FEATURE ARTICLE
Mad-Cow Disease in Cattle and Human Beings
Bovine spongiform encephalopathy provides a case study in how to manage risks while still learning the facts
Paul Brown
The Nature of the Disease
Both BSE and vCJD belong to a family of diseases known as the
transmissible spongiform encephalopathies (TSEs). The oldest known
TSE is scrapie, which was first described in sheep in the early 18th
century. Natural TSE infections have so far been restricted to sheep
and goats (scrapie), and to deer and elk (chronic wasting disease).
However, many mammalian species are susceptible to experimental
infections by TSE agents, including primates, various ungulates,
felines and laboratory rodents. Although the disease has different
names in different species, each illness is an expression of the
same basic pathological process, and they all share many clinical
and biological similarities.

The disease agents that cause TSE were recognized as being rather
special from the start. Although TSEs behave in many ways like a
viral illness, they show some peculiar differences—for
example, a long latency period between infection and illness and a
correspondingly long duration of illness. The agents also seem to
have an astonishing resistance to inactivation and for a very long
time could not be linked to any visible structure. For many years
the TSE agents were therefore called "slow" or
"unconventional" viruses; however, all known biological
viruses contain nucleic acids, and 50 years of exhaustive searches
for a disease-specific nucleic acid have proved fruitless.

While the search was on for suspicious nucleic acids, another line
of research was uncovering the crucial role of a
protein—called a prion—that appears to be
inseparable from infectivity. Prions are host-encoded proteins,
rather than foreign proteins, and more than 30 different mutations
in the gene on human chromosome 20 that codes for the prion are
associated with inherited forms of TSE. In the infected host, the
normal protein (which usually resides on the surfaces of cells,
including neurons) is converted into an insoluble form that is
resistant to digestion by proteinases. The chain of amino acids that
make up the insoluble form is folded differently from the normal
protein, and in some ways is similar to the amyloid proteins
associated with Alzheimer’s disease. Although scientists have
begun to think of TSE as one of a group of "misfolded-protein
diseases," it is distinct from other amyloid-based diseases in
that it alone is transmissible.
Many scientists believe that the misfolded protein is the primary
cause of the disease—that is, the prion itself is the
transmissible agent of TSE. Healthy laboratory animals inoculated
with tissues from infected animals develop the disease, and the
misfolded protein that accumulates in their brains is readily
detectable by various immunological methods. But there are still
some fundamental questions that have yet to be answered. How, for
example, does infection trigger the accumulation of the abnormal
prion protein that clutters the diseased brain? In other words, how
does the protein replicate? And how can it confer the information
required to produce different strains of the infectious agent, both
within and between species? One theory suggests that the misfolded
protein acts as a seed molecule, a kind of template, that imposes
the abnormal conformation on the normal protein. This notion has
generated considerable interest in the scientific community, and a
number of laboratories are working on the problem. Whatever the
final judgment on prions as the sole cause of TSE, it is clear that
the protein plays a crucial role in the infectious process and is a
valuable marker of infectivity.

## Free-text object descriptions
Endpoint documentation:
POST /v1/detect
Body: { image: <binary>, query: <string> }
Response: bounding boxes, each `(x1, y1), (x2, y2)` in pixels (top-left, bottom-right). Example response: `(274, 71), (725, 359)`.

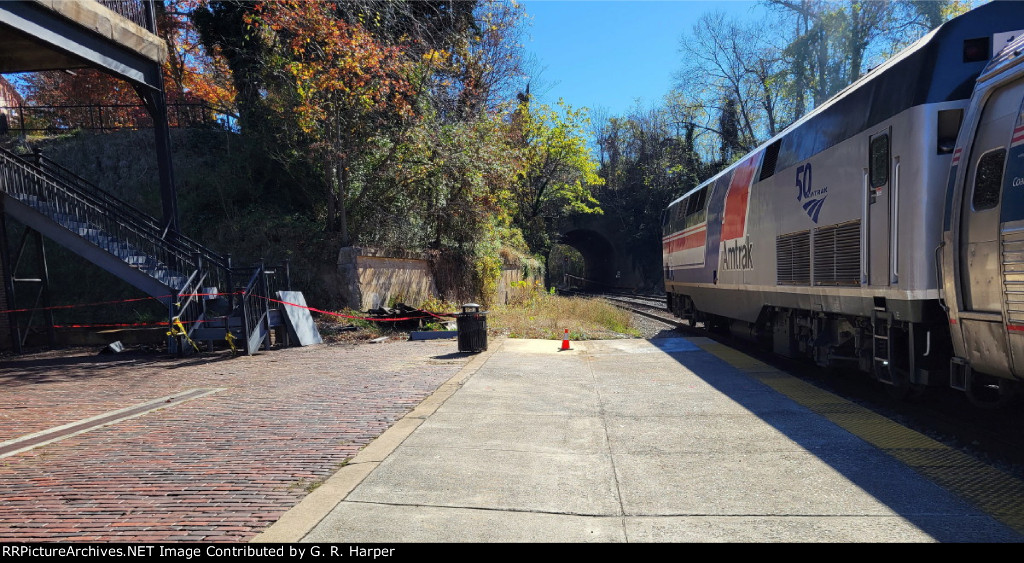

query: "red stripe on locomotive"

## TASK INSTRUCTIONS
Please answer the following from the mad-cow disease article.
(a) What is the oldest known TSE, and in which animal was it first described?
(b) For how many years have searches for a disease-specific nucleic acid proved fruitless?
(c) On which human chromosome is the gene that codes for the prion?

## YOUR SOLUTION
(a) Scrapie, first described in sheep.
(b) 50 years.
(c) Chromosome 20.